===== Source document

Comparisons and sorting of a numeric class....

Ian Kelly ian.g.kelly at gmail.com
Fri Jan 23 13:04:18 EST 2015


On Fri, Jan 23, 2015 at 10:03 AM, Rustom Mody <rustompmody at gmail.com> wrote:
> On Friday, January 23, 2015 at 10:22:06 PM UTC+5:30, Ian wrote:
>> On Fri, Jan 23, 2015 at 8:31 AM, Rustom Mody wrote:
>> > Can you tell me what of the following code does not satisfy your requirements?
>> > [Needs python 3.4]
>> >
>> >
>> >>>> from enum import IntEnum
>> >>>> class B4(IntEnum):
>> >         F1 = 0
>> >         F2 = 0
>> >         F3 = 0
>> >         T  = 1
>>
>> This strikes me as a potential problem:
>>
>> >>> B4.F1 is B4.F2 is B4.F3
>> True
>> >>> list(B4)

==========

Tasks and exercises:
a. Answer these about the mailing-list post on sorting a numeric class:
(i) On what date and at what time did Ian Kelly send the post?
(ii) Which Python version does Rustom Mody say his code needs?
(iii) What value is given to T in the class B4?
b. Pick up the mailing-list post on comparing and sorting a numeric class right after its final line, ">>> list(B4)".
The records are not needed for what is asked here.

===== Raw data

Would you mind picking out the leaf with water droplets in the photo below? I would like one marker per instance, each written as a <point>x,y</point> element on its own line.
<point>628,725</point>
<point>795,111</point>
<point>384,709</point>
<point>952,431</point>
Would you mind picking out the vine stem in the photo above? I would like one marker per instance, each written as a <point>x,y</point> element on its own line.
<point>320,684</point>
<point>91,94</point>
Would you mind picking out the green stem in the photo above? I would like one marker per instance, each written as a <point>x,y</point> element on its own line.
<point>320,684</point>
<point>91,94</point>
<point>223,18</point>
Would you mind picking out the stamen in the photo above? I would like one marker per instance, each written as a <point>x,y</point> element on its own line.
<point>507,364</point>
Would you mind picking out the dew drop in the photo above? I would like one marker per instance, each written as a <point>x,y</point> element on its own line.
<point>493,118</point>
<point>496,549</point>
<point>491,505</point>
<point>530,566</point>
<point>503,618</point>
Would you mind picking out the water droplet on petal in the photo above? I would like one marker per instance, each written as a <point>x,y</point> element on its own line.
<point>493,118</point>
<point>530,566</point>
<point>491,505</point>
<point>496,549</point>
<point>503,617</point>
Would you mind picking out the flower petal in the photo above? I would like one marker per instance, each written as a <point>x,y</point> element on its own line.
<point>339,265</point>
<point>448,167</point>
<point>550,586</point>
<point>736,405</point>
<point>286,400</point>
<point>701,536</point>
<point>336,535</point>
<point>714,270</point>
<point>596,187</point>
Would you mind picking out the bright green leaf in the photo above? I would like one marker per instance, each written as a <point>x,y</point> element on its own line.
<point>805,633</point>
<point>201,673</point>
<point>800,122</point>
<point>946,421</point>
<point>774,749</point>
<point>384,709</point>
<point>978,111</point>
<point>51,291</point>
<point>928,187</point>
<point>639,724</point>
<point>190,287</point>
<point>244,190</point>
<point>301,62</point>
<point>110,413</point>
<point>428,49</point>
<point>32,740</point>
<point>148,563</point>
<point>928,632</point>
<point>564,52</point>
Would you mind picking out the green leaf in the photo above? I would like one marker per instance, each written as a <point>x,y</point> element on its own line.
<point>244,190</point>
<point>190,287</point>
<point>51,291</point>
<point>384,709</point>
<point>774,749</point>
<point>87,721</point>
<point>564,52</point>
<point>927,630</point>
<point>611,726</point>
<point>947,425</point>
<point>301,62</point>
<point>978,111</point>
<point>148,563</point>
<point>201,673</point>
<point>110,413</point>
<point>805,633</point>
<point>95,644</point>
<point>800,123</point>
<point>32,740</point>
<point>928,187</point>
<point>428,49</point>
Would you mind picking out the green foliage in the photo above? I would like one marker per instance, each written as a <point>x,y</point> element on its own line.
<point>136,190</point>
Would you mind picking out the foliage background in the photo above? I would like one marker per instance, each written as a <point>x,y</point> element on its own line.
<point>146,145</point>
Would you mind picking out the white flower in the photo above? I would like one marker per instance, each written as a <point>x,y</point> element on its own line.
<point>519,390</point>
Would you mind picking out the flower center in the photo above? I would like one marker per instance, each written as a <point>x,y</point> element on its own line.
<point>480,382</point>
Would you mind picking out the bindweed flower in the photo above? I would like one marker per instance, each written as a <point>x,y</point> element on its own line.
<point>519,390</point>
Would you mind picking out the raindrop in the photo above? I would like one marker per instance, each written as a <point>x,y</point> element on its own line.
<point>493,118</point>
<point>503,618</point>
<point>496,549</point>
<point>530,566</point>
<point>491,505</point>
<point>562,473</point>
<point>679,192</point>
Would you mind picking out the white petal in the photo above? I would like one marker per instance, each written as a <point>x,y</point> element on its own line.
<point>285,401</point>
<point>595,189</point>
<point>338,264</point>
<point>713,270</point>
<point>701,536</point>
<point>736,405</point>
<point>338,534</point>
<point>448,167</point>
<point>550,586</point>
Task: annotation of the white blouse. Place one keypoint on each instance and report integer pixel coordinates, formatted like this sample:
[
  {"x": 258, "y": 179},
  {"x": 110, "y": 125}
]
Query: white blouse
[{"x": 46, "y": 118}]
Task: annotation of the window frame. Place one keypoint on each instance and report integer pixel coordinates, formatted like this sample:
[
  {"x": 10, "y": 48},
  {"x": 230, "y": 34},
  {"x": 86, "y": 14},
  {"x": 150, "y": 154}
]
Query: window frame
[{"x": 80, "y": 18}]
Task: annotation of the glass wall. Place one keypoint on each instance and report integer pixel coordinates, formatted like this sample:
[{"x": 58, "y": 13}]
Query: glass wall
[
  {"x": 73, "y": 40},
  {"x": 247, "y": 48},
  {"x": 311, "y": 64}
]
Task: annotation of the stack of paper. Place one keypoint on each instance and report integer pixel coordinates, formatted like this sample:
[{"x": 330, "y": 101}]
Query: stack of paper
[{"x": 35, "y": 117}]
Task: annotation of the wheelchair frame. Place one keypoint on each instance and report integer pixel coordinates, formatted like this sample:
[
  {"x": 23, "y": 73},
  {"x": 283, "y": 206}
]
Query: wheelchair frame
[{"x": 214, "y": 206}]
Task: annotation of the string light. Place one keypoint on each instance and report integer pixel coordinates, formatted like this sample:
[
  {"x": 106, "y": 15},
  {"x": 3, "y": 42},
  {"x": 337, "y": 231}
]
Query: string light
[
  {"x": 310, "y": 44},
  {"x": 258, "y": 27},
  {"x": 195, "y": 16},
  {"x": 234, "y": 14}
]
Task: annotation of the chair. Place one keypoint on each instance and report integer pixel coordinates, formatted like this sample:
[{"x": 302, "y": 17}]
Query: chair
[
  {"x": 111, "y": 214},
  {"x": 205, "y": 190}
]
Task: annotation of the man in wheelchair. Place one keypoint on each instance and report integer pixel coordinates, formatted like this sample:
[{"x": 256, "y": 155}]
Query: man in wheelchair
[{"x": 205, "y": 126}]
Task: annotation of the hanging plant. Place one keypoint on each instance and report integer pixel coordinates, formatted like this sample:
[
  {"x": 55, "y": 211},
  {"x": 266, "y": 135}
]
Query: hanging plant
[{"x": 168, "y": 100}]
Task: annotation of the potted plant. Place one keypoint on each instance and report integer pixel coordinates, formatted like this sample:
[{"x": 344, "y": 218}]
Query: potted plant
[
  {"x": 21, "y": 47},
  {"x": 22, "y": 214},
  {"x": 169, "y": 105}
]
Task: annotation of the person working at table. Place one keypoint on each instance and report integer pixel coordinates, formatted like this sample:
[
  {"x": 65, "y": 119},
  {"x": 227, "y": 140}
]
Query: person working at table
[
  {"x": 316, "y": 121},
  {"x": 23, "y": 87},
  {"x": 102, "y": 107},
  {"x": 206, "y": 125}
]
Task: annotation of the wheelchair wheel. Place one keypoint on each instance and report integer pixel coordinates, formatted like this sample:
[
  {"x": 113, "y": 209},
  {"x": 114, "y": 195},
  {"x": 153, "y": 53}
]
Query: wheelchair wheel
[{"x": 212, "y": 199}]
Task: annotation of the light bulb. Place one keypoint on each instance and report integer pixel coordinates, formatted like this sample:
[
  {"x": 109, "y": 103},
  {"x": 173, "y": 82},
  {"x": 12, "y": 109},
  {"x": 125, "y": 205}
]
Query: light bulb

==========

Outputs in order:
a.
(i) Fri Jan 23 13:04:18 EST 2015
(ii) Python 3.4
(iii) 1

b.
>> [<B4.F1: 0>, <B4.T: 1>]
>>
>> Enum members with the same values are just aliases for one another,
>> not distinct entities.
>
> Yeah....
>
> The only workaround I have been able to come up with is:
>
> class B4(IntEnum):
>>         F1 = 0
>>         F2 = ""
>>         F3 = None
>>         T  = 1
>
> which is not bad; its ridiculous
> [Like going around with a broken broom searching for falsey objects :-) ]

How about something like this:

>>> from enum import Enum
>>> class B4(Enum):
...     F1 = (False, 1)
...     F2 = (False, 2)
...     F3 = (False, 3)
...     T = (True, 4)
...     def __bool__(self):
...         return self.value[0]
...
>>> B4.F1 is B4.F2
False
>>> bool(B4.F1)
False
>>> bool(B4.T)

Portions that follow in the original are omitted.